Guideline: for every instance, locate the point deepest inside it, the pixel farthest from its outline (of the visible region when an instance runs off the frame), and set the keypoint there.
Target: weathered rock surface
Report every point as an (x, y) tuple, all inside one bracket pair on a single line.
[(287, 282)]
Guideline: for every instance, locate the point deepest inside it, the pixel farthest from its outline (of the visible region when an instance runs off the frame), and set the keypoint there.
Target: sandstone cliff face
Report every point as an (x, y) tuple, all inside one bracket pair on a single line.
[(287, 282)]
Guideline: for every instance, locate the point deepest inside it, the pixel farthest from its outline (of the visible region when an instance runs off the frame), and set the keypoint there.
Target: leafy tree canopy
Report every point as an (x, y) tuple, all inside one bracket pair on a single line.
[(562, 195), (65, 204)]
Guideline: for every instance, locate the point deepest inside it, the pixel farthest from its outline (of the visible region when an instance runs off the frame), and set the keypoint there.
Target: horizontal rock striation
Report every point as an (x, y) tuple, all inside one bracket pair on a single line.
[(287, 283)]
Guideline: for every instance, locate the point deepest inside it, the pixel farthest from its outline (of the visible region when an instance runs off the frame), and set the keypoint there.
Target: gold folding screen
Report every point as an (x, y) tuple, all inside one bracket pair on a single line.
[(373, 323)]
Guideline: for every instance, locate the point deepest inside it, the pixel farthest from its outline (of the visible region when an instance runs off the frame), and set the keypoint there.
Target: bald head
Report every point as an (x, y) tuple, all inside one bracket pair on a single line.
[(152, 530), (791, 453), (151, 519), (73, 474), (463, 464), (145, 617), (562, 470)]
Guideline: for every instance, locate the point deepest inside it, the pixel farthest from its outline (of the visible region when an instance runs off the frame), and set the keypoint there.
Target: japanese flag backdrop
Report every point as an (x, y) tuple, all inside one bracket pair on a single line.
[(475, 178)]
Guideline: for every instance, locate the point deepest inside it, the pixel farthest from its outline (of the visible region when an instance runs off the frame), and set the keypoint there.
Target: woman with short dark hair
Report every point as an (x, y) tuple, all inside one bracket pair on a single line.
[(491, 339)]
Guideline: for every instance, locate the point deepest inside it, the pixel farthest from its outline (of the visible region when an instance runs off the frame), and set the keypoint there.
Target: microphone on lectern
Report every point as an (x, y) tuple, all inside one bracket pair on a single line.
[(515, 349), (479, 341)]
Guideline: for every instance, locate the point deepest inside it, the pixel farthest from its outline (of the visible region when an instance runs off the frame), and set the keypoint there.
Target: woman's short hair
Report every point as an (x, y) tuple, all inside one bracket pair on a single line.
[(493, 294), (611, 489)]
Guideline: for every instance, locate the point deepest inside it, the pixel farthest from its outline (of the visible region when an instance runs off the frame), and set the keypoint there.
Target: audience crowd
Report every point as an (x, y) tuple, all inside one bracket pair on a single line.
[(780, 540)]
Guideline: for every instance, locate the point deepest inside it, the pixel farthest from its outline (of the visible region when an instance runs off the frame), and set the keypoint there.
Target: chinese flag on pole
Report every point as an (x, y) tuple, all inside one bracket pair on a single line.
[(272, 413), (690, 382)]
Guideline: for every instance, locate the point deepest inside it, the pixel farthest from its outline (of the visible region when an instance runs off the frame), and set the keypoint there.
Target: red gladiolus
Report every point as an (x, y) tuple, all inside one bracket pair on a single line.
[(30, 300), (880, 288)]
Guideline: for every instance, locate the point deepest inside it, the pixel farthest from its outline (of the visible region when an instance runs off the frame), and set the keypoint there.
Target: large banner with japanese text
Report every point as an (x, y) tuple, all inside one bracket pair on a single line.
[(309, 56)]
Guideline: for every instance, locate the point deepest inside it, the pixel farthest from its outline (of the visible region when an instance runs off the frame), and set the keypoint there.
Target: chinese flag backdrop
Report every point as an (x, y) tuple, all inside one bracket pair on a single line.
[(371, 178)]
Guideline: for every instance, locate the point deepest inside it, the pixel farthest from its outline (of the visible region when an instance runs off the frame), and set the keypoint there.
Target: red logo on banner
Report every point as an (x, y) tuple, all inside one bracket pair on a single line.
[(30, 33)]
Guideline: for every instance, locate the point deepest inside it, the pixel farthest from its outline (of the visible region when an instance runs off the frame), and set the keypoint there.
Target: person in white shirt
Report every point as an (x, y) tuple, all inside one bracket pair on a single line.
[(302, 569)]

GOAL:
Extract every line of the entries above that contains the string "short".

COMPLETED EXERCISE:
Target: woman with short dark hair
Target: woman's short hair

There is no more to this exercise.